_Stated goal_:
Present the stretch of the entries below from the line that contains "of the snow-covered" through the line that contains "x=707, y=682" as a Markdown table with the columns Number and Line, one numbered row per line and blank lines left out.

_Listing_:
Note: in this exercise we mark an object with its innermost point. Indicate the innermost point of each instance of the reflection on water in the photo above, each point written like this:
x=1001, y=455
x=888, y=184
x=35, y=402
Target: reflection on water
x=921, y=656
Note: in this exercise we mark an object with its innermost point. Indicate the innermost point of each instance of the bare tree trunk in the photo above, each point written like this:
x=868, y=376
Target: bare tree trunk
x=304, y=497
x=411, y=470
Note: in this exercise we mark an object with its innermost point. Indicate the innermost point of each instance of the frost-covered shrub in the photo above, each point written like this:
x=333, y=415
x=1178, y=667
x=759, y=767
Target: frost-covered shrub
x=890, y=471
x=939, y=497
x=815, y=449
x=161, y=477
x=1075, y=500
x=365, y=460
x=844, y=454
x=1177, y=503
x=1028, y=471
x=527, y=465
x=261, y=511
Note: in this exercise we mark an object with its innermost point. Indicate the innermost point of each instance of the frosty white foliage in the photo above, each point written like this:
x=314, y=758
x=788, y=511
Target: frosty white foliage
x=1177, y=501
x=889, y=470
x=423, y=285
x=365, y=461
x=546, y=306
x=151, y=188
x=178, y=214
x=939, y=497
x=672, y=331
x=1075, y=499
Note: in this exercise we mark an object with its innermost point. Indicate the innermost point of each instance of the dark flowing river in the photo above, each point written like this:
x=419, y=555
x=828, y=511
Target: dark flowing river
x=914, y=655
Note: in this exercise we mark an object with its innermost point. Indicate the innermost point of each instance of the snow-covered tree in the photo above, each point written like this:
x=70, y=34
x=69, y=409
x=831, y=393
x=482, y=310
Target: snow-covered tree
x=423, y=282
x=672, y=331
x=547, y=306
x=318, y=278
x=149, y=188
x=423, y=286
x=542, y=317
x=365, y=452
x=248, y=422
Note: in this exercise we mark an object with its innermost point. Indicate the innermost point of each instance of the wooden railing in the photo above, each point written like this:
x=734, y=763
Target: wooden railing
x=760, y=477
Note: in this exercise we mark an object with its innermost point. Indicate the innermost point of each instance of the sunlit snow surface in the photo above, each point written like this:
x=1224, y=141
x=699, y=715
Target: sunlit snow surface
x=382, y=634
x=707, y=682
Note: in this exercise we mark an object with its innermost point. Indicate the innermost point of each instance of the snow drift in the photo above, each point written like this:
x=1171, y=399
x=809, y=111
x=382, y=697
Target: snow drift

_Response_:
| Number | Line |
|---|---|
| 1 | Note: in this exercise we mark an object with its innermost point. Indicate the innermost point of each instance of the snow-covered tree in the photo above, each point written like this: |
| 2 | x=70, y=34 |
| 3 | x=69, y=409 |
| 4 | x=831, y=393 |
| 5 | x=482, y=310 |
| 6 | Target: snow-covered tree |
| 7 | x=423, y=282 |
| 8 | x=672, y=331 |
| 9 | x=547, y=306 |
| 10 | x=318, y=278 |
| 11 | x=149, y=188 |
| 12 | x=423, y=286 |
| 13 | x=542, y=317 |
| 14 | x=365, y=452 |
| 15 | x=248, y=422 |
| 16 | Note: in this exercise we mark an object with its innermost point. Indicate the innermost point of each instance of the wooden railing in the photo above, each point written like this: |
| 17 | x=734, y=763 |
| 18 | Target: wooden railing |
| 19 | x=760, y=477 |
| 20 | Note: in this exercise we mark an object with its innermost point. Indicate the innermost point of each instance of the sunlit snow surface in the photo above, each point written like this: |
| 21 | x=1224, y=141 |
| 22 | x=699, y=715 |
| 23 | Target: sunlit snow surface |
| 24 | x=382, y=634 |
| 25 | x=707, y=682 |